→ Data under study
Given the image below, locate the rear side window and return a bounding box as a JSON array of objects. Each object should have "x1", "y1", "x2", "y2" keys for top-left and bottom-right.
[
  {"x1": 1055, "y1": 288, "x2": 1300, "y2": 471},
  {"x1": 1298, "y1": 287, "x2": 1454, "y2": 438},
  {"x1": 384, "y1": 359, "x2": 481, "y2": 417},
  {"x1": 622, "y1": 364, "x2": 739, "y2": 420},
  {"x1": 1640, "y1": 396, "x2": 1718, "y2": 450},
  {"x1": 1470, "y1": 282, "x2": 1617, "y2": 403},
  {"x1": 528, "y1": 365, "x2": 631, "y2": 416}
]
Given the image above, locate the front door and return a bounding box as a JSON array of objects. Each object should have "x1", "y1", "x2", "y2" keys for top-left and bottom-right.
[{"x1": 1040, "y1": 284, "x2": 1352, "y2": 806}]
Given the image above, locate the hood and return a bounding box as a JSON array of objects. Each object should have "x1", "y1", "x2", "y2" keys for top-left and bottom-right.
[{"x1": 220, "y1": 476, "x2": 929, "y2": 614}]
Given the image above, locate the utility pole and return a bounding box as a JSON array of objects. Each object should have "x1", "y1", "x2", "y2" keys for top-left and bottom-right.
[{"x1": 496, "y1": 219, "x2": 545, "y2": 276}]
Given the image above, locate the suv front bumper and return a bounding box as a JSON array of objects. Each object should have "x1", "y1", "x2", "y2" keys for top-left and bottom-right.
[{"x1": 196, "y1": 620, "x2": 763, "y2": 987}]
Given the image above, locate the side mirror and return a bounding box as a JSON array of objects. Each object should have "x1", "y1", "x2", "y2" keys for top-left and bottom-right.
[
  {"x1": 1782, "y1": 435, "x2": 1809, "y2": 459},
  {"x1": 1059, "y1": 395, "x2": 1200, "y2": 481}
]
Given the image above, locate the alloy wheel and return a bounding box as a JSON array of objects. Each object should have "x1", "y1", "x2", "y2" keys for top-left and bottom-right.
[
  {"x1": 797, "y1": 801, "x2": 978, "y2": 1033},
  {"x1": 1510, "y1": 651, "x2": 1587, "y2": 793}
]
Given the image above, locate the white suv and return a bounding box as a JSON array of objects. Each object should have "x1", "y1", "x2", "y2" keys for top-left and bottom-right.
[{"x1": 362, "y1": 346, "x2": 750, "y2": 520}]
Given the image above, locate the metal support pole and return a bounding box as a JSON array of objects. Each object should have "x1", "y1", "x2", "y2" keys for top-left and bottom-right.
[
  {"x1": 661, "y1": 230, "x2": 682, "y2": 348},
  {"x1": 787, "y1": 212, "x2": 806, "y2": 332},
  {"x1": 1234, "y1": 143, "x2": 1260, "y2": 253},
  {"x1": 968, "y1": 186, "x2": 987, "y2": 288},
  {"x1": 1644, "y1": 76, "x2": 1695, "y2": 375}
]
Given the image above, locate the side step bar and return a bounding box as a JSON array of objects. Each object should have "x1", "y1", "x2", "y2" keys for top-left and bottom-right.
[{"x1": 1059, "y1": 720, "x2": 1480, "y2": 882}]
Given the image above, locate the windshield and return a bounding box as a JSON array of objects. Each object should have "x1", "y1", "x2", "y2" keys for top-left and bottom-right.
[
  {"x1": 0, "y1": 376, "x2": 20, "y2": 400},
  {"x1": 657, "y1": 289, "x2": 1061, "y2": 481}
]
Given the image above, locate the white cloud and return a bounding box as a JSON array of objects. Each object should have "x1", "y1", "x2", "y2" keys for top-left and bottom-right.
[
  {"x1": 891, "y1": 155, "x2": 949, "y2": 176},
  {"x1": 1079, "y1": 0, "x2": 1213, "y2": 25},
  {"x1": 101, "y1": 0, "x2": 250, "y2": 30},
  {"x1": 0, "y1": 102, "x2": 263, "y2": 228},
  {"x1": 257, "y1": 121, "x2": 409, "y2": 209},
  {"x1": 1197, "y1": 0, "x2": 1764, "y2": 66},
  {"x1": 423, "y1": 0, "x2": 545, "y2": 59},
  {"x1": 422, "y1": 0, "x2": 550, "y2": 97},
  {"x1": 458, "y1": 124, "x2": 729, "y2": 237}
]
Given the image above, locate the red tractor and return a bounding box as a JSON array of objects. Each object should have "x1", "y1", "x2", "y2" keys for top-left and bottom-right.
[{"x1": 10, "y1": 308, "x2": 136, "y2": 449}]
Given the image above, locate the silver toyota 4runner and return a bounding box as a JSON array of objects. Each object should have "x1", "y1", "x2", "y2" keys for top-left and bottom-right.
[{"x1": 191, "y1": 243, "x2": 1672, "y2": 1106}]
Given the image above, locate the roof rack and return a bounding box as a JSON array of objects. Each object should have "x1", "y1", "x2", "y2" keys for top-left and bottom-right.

→ Exercise directions
Retype each entry without altering a single word.

→ Completed exercise
Given the image below, locate the rear side window and return a bounding box as a JSON array of objects. Each object should have "x1", "y1", "x2", "y2" keys for top-left and bottom-right.
[
  {"x1": 1055, "y1": 288, "x2": 1300, "y2": 471},
  {"x1": 1298, "y1": 287, "x2": 1454, "y2": 438},
  {"x1": 384, "y1": 359, "x2": 481, "y2": 417},
  {"x1": 622, "y1": 364, "x2": 739, "y2": 420},
  {"x1": 1640, "y1": 396, "x2": 1718, "y2": 450},
  {"x1": 1470, "y1": 282, "x2": 1617, "y2": 403},
  {"x1": 528, "y1": 365, "x2": 631, "y2": 416}
]
Given the image above, locate the front door and return a bounding box as a JSON array of objects. Each object should have "x1", "y1", "x2", "y2" keys for top-left and bottom-right.
[{"x1": 1040, "y1": 284, "x2": 1352, "y2": 806}]
Given the image above, locate the hood and return a bounding box as a JSON array of objects. Each object should have "x1", "y1", "x2", "y2" keys for top-left and bottom-right.
[{"x1": 220, "y1": 476, "x2": 929, "y2": 614}]
Given the image above, locate the utility pole and return a bounding box as a JSON array of objects. Each object should have "x1", "y1", "x2", "y2" keys for top-left and bottom-right.
[{"x1": 496, "y1": 219, "x2": 545, "y2": 276}]
Given the image above, locate the suv front bumper and return a bounding box as a JSON array of objects. Each object should have "x1", "y1", "x2", "y2" keys for top-left and bottom-right.
[{"x1": 196, "y1": 620, "x2": 763, "y2": 987}]
Given the image above, locate the side mirror and return a bounding box as a JSON array of objects. Each object should have "x1", "y1", "x2", "y2" keys for top-left and bottom-right.
[
  {"x1": 1782, "y1": 435, "x2": 1809, "y2": 459},
  {"x1": 1059, "y1": 395, "x2": 1200, "y2": 481}
]
Given the image above, locate the alloy wheel and return a bounding box as a JSON array of objects. Each object should have "x1", "y1", "x2", "y2" keys for top-left and bottom-right.
[
  {"x1": 797, "y1": 801, "x2": 978, "y2": 1033},
  {"x1": 1510, "y1": 651, "x2": 1587, "y2": 793}
]
Given the image above, locate the white suv and return a bounding box as a JSON array of objects. Each object should have "x1", "y1", "x2", "y2" keys for top-left and bottom-right.
[{"x1": 362, "y1": 346, "x2": 750, "y2": 520}]
Given the image above, locate the metal support pole and return a bounding box as a JSON array of objects. Each object should have "x1", "y1", "x2", "y2" keys for top-left and bottom-right.
[
  {"x1": 661, "y1": 230, "x2": 682, "y2": 348},
  {"x1": 787, "y1": 212, "x2": 806, "y2": 332},
  {"x1": 1234, "y1": 143, "x2": 1260, "y2": 253},
  {"x1": 968, "y1": 186, "x2": 987, "y2": 288},
  {"x1": 1644, "y1": 76, "x2": 1695, "y2": 375}
]
Given the image above, locate the side step bar and return a bounding box as a JSON array of objects. Each object should have "x1", "y1", "x2", "y2" keys for top-left and bottom-right.
[{"x1": 1059, "y1": 720, "x2": 1480, "y2": 882}]
Given the image above, locate the windshield and return a bounding box as a JSON array of objects. Each object should have "x1", "y1", "x2", "y2" keys for top-left and bottom-right.
[
  {"x1": 0, "y1": 376, "x2": 20, "y2": 400},
  {"x1": 657, "y1": 289, "x2": 1061, "y2": 481}
]
Given the image above, locate the white cloud and return a bounding box as a JSON array of objects. Each object should have "x1", "y1", "x2", "y2" keys for top-left and bottom-right.
[
  {"x1": 891, "y1": 155, "x2": 949, "y2": 176},
  {"x1": 1079, "y1": 0, "x2": 1213, "y2": 25},
  {"x1": 101, "y1": 0, "x2": 250, "y2": 30},
  {"x1": 0, "y1": 102, "x2": 263, "y2": 228},
  {"x1": 257, "y1": 121, "x2": 409, "y2": 209},
  {"x1": 1197, "y1": 0, "x2": 1764, "y2": 66},
  {"x1": 423, "y1": 0, "x2": 545, "y2": 59},
  {"x1": 422, "y1": 0, "x2": 550, "y2": 97},
  {"x1": 458, "y1": 124, "x2": 729, "y2": 237}
]
Given the image above, locate the red tractor and return a bounding box as a JSON array of objects. Each object should have "x1", "y1", "x2", "y2" keys for top-left and bottom-right.
[{"x1": 10, "y1": 308, "x2": 136, "y2": 449}]
Given the image above, locate the silver toyota 4runner and return a bounding box as a JSON array of objects. Each object should have "x1", "y1", "x2", "y2" keys for top-left and bottom-right.
[{"x1": 191, "y1": 243, "x2": 1672, "y2": 1106}]
Given the image above, locate the roof rack and return a bounding box as a JSON array of objects. Each object should have "x1", "y1", "x2", "y2" keys for top-left and bottom-right.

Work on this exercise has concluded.